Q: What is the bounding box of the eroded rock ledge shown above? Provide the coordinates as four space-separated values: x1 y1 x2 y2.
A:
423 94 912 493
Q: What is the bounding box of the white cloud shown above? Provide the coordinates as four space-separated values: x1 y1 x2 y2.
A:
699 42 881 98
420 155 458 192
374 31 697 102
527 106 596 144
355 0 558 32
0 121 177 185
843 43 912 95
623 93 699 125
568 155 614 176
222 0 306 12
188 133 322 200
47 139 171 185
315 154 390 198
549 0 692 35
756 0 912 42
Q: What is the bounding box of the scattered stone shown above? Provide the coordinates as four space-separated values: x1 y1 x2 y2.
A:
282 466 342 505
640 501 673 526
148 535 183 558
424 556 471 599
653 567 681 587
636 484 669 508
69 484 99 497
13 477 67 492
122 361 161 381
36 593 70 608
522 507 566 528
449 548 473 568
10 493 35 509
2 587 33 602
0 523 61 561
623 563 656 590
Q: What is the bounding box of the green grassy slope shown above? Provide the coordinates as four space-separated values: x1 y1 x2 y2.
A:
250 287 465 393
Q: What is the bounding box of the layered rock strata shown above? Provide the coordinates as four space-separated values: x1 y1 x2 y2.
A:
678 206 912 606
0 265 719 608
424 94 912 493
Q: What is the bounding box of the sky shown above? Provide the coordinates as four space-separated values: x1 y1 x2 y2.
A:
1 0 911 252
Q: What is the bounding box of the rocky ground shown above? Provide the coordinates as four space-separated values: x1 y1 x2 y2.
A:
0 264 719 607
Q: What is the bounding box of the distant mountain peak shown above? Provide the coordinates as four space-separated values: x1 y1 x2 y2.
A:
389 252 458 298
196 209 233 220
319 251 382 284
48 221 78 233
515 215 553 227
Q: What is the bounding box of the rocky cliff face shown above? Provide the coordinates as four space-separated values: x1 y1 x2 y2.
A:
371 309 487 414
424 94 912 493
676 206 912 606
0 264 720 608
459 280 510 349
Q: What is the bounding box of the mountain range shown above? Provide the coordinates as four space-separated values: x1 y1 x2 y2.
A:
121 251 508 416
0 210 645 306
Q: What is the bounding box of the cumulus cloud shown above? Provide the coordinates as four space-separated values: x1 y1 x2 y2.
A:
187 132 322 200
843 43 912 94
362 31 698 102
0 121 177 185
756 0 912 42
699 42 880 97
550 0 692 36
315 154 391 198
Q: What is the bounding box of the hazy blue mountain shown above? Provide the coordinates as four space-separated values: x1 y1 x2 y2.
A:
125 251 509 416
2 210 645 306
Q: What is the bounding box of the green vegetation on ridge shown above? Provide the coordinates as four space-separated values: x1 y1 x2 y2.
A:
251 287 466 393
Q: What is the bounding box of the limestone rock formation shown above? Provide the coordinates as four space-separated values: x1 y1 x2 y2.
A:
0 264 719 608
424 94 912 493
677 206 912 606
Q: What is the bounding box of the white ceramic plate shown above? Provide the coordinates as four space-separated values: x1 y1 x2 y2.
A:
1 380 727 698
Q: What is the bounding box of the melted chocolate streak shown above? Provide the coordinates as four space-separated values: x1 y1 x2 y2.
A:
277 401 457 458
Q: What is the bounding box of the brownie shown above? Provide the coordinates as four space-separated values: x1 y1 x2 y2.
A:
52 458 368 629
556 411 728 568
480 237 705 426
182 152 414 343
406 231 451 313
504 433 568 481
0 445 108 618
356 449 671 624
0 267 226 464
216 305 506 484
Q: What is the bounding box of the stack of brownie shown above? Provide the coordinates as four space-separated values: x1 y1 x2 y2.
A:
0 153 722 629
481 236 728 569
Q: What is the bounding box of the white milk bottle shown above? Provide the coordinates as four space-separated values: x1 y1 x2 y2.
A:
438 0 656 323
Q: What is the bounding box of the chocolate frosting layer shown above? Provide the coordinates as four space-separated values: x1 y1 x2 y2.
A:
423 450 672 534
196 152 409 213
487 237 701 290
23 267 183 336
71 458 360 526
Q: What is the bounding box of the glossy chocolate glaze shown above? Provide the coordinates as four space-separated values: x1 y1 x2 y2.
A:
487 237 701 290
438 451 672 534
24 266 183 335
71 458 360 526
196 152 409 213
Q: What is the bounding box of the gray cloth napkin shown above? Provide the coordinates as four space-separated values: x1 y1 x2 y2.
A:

Requirement »
All the records above need to be transcribed exactly and in full.

Expected output »
Q: What is the bounding box of the eroded rock ledge shown above? Provide the coordinates as four space-separated values: x1 y1 x2 y2.
A:
423 94 912 493
Q: What is the bounding box of the white cloud shown above? Provide the coordinates as four space-separated values: x1 y1 x2 y2.
A:
699 42 881 98
420 155 458 192
374 31 697 102
527 106 596 144
355 0 558 32
0 121 177 185
843 43 912 95
623 93 699 125
568 155 614 176
222 0 306 12
188 133 322 200
47 139 171 185
315 154 390 198
549 0 692 35
756 0 912 42
Q: What is the bounding box of the scattered stone shown above? Provide the coordinates as four space-separated values: x1 y1 x2 y2.
A:
282 466 342 505
640 501 673 526
148 535 183 558
424 556 471 599
653 567 681 587
636 484 669 508
69 484 99 497
13 477 67 492
122 361 161 381
36 593 70 608
522 507 566 528
449 548 473 568
10 493 35 509
2 587 33 602
0 523 61 561
623 563 656 590
Q: What is the bounding box of the green grassy slope shown above? Provide the coordinates as four space-separated values: x1 y1 x2 y2.
A:
250 287 465 393
Q: What is the bounding box of the layered rock strata shown above? Provide the coordinates as four space-separated values: x1 y1 x2 y2.
A:
678 206 912 606
0 265 719 608
424 94 912 493
Q: What is the bounding box of the sky shown above? Provide the coordinates as four space-separated values: x1 y1 x2 y2.
A:
1 0 911 252
Q: What is the bounding box of the rocky ground shown above? Provide the coordinates as four space-separated values: x1 y1 x2 y2.
A:
0 264 719 607
Q: What is the bounding box of the distant mountain peak shown above? Provide the coordinates as four space-separated values: x1 y1 x2 y2.
A:
389 252 458 298
196 209 233 220
319 251 382 284
48 221 78 233
515 215 553 227
Q: What is the bounding box of the rocky cliff face shown above? Provide the coordinates as four space-separated values: x1 y1 x2 y2.
A:
371 309 487 414
424 94 912 493
676 206 912 606
0 264 720 608
459 280 510 349
Q: What is the bounding box of the mountain range shown above? Provide the coordinates as four space-separated values: x1 y1 x2 y2.
A:
121 251 508 416
0 210 645 306
Q: What is the bounding box of the cumulus cloud shown above? Provide the coordinates as four space-separated values: x1 y1 x2 y2.
A:
187 132 322 200
843 43 912 94
362 31 698 102
0 121 177 185
756 0 912 42
699 42 880 97
550 0 692 36
315 154 391 198
Q: What is the bounding box of the hazy blue mountain shown above? Provide the coordinates as four space-separated values: x1 y1 x2 y2.
A:
125 251 509 416
2 210 645 306
Q: What is the bounding box of the green vegetation on ridge shown above? Provide the coordinates as four space-separated values: x1 y1 x2 y2.
A:
251 287 466 393
Q: What is the bounding box of the limestone rock formation shown above? Provide the coordinates as four space-separated values: x1 y1 x2 y2.
A:
0 264 719 608
424 94 912 493
677 206 912 606
Q: What is the bounding box of the white ceramic plate shown above? Provide the coordinates as four space-separated values: x1 y1 x2 y2.
A:
1 380 727 698
Q: What is the bounding box of the melted chocolate streak shown above? Provide the coordinates as four space-separated values: x1 y1 x2 y2.
A:
277 401 457 458
Q: What is the bounding box of the brownie shown above? Provide the coordinates as four space-separated values: x1 y1 x2 y2.
A:
52 458 368 629
556 411 728 568
480 237 705 426
182 152 414 343
406 231 451 313
504 433 568 481
0 445 108 618
356 449 671 624
0 267 226 464
216 305 506 484
Q: What is the bounding box of the stack of brownie shown above? Provide the coordinates as four space-separated values: x1 y1 x2 y2.
A:
0 153 722 629
481 236 728 569
Q: What is the bounding box of the white milk bottle shown above? Provide the coordinates as four space-separated values: x1 y1 x2 y2.
A:
438 0 656 323
Q: What is the bounding box of the chocolate frosting layer shown above? Provide the coordinates as four space-separated values: x1 y1 x2 y2.
A:
423 450 672 534
196 152 409 213
487 237 701 290
23 267 183 336
71 458 360 526
Q: What is the bounding box of the glossy chocolate glaze shown above? Provide the coordinates as four space-separated values: x1 y1 x2 y2.
A:
487 237 701 290
438 451 672 534
24 266 183 335
71 458 360 526
196 152 409 213
Q: What is the bounding box of the gray cloth napkin shown above? Provide the coordinates as four space-separated values: x1 y1 x2 y2.
A:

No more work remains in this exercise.